AVAILABLE RECORDS -
────
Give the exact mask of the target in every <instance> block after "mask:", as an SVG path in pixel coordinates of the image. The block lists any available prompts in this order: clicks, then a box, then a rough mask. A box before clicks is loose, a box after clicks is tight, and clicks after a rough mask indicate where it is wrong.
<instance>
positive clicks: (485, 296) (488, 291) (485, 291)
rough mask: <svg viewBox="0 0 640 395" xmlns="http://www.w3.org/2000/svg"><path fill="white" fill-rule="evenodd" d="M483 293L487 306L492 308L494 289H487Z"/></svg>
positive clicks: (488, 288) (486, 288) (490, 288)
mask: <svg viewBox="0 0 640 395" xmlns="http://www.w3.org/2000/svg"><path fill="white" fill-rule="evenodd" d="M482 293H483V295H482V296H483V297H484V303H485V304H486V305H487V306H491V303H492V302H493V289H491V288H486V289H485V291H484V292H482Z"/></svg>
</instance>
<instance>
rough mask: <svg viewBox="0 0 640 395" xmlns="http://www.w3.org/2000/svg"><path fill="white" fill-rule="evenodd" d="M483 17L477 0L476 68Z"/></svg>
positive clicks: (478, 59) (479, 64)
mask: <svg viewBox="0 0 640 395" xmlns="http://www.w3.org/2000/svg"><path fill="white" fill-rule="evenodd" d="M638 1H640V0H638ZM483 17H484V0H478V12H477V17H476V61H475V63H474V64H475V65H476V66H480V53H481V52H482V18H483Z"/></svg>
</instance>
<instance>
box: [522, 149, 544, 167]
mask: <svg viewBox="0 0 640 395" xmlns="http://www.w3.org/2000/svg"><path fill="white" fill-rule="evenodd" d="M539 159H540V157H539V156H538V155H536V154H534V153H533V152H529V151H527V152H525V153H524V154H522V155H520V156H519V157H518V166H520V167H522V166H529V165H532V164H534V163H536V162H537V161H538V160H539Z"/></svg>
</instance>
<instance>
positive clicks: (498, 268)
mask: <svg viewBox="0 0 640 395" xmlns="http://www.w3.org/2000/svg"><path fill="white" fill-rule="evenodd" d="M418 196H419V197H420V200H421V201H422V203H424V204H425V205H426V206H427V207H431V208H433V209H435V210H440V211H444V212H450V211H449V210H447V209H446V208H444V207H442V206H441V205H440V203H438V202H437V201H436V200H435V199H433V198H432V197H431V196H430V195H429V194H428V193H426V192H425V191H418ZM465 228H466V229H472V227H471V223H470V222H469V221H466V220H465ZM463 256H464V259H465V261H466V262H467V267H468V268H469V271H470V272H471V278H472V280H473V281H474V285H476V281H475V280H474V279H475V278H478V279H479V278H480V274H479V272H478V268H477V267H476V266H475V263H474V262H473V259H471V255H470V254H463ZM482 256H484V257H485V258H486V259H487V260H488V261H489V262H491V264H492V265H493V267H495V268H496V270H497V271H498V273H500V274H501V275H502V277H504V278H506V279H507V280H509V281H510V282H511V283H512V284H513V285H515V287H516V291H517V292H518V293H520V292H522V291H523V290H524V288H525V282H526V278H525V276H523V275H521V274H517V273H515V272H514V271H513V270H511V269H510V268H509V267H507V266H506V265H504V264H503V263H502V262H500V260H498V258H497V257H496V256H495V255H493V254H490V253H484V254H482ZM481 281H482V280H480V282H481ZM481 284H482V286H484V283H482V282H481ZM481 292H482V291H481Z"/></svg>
────
PROBLEM TO SOLVE -
Above are the records; report how many of their lines hold the string "rough", with no other words.

EXPECTED OUTPUT -
3